* To be done *
Exactly reproduce the lines beginning with the line that includes "for the small" and ending with the last line of the data.

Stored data

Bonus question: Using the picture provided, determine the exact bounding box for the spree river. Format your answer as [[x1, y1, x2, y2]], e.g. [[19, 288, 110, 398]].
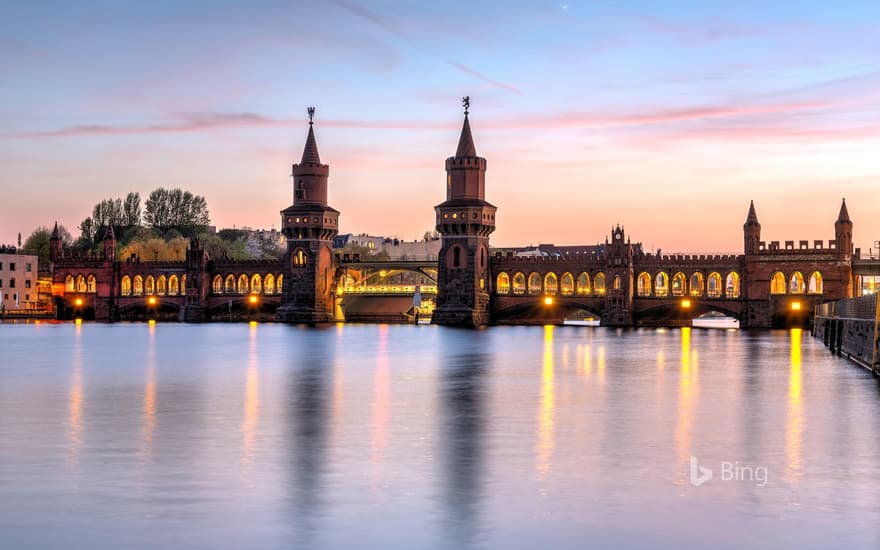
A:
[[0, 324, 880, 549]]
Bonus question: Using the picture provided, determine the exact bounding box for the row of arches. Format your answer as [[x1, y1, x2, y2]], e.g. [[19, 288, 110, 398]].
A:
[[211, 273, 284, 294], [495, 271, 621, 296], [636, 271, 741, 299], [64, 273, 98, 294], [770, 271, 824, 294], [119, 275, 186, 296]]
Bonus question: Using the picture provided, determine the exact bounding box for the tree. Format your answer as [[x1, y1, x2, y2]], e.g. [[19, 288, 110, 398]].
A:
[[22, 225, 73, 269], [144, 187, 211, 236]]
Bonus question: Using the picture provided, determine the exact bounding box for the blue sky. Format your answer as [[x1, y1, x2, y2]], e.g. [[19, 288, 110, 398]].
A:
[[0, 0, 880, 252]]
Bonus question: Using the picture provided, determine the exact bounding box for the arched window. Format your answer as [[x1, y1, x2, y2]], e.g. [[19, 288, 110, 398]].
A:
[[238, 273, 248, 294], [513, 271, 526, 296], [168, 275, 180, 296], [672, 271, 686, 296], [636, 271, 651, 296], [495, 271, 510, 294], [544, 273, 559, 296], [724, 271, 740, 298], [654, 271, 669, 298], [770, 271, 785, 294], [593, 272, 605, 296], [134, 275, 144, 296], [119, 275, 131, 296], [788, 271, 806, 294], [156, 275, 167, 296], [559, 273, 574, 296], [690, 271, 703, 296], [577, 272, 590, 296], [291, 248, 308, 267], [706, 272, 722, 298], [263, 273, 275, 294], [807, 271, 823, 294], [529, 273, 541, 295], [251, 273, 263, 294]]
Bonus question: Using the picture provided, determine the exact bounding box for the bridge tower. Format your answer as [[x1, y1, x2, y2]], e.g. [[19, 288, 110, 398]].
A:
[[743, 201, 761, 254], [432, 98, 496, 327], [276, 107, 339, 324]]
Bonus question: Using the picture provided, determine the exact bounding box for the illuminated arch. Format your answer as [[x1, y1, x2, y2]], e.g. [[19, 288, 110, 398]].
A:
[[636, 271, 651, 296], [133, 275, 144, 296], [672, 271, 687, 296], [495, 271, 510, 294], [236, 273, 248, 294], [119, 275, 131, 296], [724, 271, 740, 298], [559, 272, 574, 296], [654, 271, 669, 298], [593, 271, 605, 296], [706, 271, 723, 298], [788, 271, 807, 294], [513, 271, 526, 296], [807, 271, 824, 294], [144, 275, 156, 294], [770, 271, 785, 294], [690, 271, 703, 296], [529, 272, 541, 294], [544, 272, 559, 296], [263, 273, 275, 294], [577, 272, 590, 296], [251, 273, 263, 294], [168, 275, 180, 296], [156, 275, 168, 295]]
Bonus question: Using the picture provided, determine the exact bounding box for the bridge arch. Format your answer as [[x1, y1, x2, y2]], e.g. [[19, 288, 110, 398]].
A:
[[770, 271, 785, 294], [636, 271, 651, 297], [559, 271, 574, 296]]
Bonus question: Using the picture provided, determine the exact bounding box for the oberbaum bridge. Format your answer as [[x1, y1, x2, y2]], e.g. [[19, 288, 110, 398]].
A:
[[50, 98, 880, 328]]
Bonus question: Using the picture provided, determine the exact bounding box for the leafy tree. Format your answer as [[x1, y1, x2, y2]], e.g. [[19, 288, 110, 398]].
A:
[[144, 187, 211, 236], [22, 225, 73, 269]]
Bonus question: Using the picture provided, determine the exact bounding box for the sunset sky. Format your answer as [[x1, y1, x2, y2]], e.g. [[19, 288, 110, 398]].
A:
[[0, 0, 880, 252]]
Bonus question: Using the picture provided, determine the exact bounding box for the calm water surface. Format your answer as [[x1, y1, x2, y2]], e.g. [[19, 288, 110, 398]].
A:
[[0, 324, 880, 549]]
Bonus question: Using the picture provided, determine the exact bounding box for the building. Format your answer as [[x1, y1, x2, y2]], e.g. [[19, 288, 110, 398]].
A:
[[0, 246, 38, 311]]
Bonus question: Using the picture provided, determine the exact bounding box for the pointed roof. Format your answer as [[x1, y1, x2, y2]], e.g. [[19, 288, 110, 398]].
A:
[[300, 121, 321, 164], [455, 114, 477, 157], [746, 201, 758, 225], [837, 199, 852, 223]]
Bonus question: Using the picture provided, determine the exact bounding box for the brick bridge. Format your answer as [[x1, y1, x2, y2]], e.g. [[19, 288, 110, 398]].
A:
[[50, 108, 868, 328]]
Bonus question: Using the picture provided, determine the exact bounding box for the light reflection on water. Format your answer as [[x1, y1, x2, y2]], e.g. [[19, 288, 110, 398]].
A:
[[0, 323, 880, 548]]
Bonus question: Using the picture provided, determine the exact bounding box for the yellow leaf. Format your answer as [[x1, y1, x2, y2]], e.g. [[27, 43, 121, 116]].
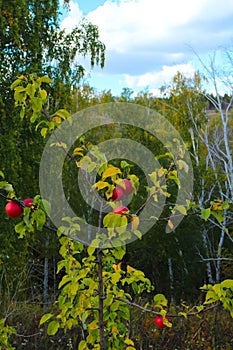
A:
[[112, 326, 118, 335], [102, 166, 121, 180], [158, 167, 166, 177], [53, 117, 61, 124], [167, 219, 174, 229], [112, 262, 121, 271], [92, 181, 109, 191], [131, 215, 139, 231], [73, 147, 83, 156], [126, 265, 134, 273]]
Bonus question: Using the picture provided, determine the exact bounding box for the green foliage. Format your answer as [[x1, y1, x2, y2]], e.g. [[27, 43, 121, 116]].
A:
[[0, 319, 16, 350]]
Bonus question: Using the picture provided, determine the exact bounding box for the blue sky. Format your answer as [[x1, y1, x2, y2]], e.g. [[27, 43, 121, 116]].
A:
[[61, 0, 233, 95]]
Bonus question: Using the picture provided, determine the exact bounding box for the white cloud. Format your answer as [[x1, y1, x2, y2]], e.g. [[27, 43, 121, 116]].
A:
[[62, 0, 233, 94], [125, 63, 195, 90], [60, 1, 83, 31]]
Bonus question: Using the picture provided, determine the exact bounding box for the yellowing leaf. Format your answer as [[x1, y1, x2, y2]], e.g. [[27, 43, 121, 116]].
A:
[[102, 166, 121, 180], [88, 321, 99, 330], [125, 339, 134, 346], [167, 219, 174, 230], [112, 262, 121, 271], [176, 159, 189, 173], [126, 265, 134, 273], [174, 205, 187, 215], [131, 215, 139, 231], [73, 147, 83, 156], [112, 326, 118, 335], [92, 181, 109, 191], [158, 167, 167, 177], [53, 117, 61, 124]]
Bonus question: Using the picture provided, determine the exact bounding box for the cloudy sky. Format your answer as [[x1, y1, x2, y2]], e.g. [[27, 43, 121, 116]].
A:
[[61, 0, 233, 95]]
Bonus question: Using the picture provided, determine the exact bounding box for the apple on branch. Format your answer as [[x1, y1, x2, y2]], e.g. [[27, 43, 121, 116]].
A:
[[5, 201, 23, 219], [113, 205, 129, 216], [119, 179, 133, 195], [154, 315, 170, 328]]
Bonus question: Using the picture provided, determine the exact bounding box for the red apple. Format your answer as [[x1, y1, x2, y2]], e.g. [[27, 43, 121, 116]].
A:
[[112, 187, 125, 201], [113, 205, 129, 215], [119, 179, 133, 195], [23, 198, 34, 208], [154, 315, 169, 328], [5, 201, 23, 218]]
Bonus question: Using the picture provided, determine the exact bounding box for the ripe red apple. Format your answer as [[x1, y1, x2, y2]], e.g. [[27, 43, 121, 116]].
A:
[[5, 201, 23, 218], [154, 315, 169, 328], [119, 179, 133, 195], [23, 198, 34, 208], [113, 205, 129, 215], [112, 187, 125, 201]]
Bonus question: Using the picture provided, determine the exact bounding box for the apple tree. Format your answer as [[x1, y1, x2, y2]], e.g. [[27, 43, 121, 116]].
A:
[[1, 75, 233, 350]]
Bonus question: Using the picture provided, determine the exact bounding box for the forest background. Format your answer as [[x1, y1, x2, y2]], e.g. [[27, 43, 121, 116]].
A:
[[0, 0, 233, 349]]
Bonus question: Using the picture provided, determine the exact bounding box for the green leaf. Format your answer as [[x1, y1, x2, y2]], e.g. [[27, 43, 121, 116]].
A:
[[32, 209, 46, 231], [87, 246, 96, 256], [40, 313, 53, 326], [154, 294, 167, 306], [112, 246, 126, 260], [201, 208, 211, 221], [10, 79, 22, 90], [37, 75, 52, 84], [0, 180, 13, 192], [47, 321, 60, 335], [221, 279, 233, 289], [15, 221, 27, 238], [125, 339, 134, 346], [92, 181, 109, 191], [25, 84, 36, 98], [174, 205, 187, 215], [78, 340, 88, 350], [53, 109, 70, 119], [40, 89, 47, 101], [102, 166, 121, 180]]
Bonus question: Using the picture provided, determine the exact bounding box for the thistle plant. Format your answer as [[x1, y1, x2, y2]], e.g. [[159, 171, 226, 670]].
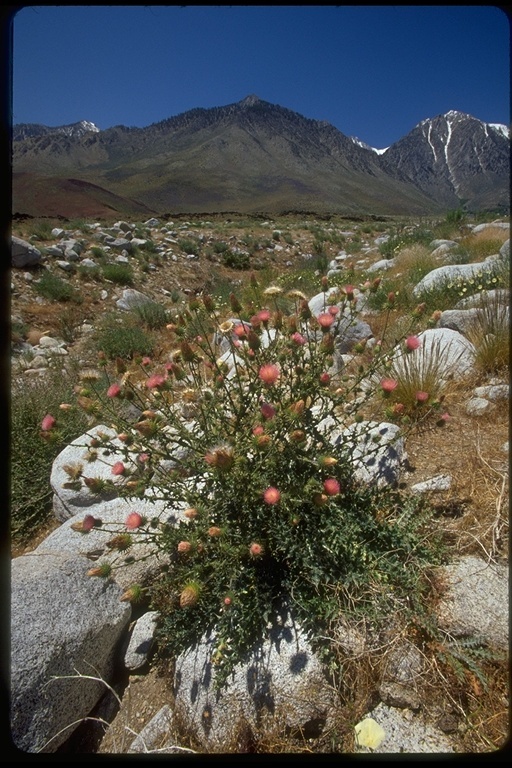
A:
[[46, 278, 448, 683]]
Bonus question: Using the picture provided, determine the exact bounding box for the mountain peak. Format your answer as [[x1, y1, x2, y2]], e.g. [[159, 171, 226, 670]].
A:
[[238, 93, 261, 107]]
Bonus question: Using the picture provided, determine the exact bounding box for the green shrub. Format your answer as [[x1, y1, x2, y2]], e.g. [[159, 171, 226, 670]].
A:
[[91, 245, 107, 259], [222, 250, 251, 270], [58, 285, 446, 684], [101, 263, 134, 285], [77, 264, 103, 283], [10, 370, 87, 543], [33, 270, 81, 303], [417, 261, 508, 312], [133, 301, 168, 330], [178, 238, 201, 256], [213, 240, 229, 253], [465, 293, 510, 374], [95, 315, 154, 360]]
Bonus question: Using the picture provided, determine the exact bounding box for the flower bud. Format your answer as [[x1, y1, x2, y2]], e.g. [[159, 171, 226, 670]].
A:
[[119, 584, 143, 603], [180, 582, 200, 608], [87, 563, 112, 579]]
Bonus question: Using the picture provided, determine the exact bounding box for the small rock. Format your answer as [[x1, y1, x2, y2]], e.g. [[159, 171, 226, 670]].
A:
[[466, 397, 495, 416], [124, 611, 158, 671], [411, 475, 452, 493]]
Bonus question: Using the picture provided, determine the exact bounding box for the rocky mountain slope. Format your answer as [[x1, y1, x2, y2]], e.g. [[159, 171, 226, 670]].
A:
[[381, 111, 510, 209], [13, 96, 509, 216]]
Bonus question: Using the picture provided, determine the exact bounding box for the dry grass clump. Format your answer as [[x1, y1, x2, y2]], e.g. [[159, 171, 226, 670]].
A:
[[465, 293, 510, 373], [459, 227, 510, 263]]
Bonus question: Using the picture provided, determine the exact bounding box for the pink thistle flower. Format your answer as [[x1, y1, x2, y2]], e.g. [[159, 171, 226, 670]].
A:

* Response to this exercise *
Bonus question: Using the picture provided, determine the exact bounding box for the small rock. Format your answer as [[x1, y1, x2, y2]], e.g. [[159, 171, 226, 670]].
A:
[[466, 397, 495, 416], [124, 611, 158, 671], [411, 475, 452, 493]]
Bonus question: Using the picture provided, determine the exact bounding box for the rocky mountain slope. Format your answer as [[x1, y1, x2, y2]], e.g. [[159, 171, 226, 670]].
A:
[[381, 111, 510, 209], [13, 96, 509, 216]]
Bonus question: Using the picture provided, determine the exact bounding box for the dry grass clump. Format your answer as [[x1, y1, x2, y2]], e.g. [[159, 171, 226, 670]].
A:
[[465, 293, 510, 373], [459, 227, 510, 263]]
Bonus question: Using the picture provided, determine the exact bounding box for the pink thistle flower. Format your answer as [[x1, y1, x2, y2]], e.g. [[159, 171, 226, 670]].
A:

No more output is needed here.